■ BRIEF:
Word for word, restate the lines from the start of the data down to the line with "Target: asphalt road", both included.

■ RECORDS SHOWN:
*** Block opens ***

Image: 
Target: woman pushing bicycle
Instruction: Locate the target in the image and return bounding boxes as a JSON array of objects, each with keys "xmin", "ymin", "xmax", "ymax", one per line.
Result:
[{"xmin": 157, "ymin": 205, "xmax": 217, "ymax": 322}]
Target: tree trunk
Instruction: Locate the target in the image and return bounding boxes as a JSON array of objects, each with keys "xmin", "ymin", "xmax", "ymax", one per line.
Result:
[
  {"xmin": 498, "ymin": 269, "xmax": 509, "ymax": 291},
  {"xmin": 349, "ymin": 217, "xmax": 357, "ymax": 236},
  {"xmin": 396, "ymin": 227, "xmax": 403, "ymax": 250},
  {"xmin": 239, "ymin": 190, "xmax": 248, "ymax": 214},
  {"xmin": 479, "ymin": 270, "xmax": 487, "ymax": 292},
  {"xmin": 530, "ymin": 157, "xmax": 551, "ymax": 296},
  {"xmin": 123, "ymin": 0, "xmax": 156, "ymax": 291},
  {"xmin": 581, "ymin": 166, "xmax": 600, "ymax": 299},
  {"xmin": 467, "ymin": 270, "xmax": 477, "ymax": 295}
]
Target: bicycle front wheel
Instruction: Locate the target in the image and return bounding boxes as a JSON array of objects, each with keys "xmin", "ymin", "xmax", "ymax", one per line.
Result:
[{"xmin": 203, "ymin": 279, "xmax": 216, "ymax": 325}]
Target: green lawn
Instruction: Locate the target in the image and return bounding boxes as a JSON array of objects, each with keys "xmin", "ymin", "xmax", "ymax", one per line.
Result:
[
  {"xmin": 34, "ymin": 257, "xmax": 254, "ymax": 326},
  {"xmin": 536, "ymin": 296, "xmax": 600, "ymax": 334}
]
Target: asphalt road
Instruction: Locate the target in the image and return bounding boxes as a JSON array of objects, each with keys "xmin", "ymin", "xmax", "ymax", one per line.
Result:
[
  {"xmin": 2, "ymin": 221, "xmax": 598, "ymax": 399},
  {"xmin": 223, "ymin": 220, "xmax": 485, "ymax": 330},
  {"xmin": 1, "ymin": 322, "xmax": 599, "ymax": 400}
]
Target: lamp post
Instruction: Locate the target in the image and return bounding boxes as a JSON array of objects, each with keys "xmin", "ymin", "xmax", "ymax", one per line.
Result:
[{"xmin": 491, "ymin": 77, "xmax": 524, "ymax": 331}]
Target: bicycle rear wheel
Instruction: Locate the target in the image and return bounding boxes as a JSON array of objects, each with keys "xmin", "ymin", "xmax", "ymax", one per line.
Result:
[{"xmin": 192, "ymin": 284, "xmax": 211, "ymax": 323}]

*** Block closes ***

■ SOLUTION:
Image: 
Target: woman pushing bicycle
Instruction: Locate the target in the image and return bounding boxes as a JSON array of objects, each with keys "xmin", "ymin", "xmax", "ymax", one per line.
Result:
[{"xmin": 157, "ymin": 205, "xmax": 217, "ymax": 322}]
Target: tree trunk
Instruction: Locate the target in the image and return bounding boxes as a JSON array of objects, each with keys "xmin", "ymin", "xmax", "ymax", one per line.
Result:
[
  {"xmin": 498, "ymin": 269, "xmax": 509, "ymax": 291},
  {"xmin": 349, "ymin": 217, "xmax": 357, "ymax": 236},
  {"xmin": 396, "ymin": 227, "xmax": 403, "ymax": 250},
  {"xmin": 239, "ymin": 190, "xmax": 248, "ymax": 214},
  {"xmin": 479, "ymin": 270, "xmax": 487, "ymax": 292},
  {"xmin": 530, "ymin": 157, "xmax": 551, "ymax": 296},
  {"xmin": 123, "ymin": 0, "xmax": 156, "ymax": 291},
  {"xmin": 581, "ymin": 166, "xmax": 600, "ymax": 299},
  {"xmin": 467, "ymin": 270, "xmax": 477, "ymax": 295}
]
Target: bicycle front wheel
Instruction: Locate the target in the image and return bounding boxes as a JSON array of objects, each with keys "xmin", "ymin", "xmax", "ymax", one per line.
Result:
[{"xmin": 203, "ymin": 279, "xmax": 216, "ymax": 325}]
Target: green lawn
Instruction: Locate the target in the image and return bounding boxes as a JSON array of objects, each with keys "xmin", "ymin", "xmax", "ymax", one per line.
Result:
[
  {"xmin": 34, "ymin": 257, "xmax": 254, "ymax": 326},
  {"xmin": 536, "ymin": 296, "xmax": 600, "ymax": 334}
]
Target: asphalt road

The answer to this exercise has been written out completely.